__TASK STATEMENT__
Rewrite the records below, changing every "clicks" to "points" and keeping everything else the same.

+--

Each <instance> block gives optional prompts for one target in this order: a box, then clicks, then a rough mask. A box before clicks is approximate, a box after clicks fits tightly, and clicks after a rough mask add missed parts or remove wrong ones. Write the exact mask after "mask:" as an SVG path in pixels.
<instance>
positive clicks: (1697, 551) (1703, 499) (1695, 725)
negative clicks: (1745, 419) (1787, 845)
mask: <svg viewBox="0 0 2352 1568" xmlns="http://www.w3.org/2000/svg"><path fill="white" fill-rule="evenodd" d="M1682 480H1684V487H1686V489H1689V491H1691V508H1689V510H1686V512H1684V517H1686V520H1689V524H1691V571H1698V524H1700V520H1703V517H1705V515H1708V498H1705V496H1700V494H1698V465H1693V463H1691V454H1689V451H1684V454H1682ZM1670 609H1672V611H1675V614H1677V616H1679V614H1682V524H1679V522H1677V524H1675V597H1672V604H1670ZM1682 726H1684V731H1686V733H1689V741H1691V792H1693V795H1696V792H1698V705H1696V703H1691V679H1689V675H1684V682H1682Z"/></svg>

+--

__ANSWER FOR THE TASK__
Each <instance> block gives optional prompts for one target in this order: a box, then points, then a rough mask. A box before points is approximate, a box after points fits tightly, and points after a rough mask add missed parts or remove wrong ones. Write the exact mask after "mask:" as an SVG path in pixels.
<instance>
positive points: (1697, 551) (1703, 499) (1695, 725)
negative points: (1745, 419) (1787, 845)
mask: <svg viewBox="0 0 2352 1568" xmlns="http://www.w3.org/2000/svg"><path fill="white" fill-rule="evenodd" d="M1682 480H1684V487H1686V489H1689V491H1691V508H1689V510H1686V512H1684V517H1686V520H1689V524H1691V571H1698V524H1700V520H1703V517H1705V515H1708V498H1705V496H1700V494H1698V465H1693V463H1691V454H1689V451H1684V454H1682ZM1670 609H1672V611H1675V614H1677V616H1679V614H1682V524H1679V522H1677V524H1675V597H1672V604H1670ZM1682 726H1684V731H1686V733H1689V741H1691V792H1693V795H1696V792H1698V705H1696V703H1691V679H1689V675H1684V682H1682Z"/></svg>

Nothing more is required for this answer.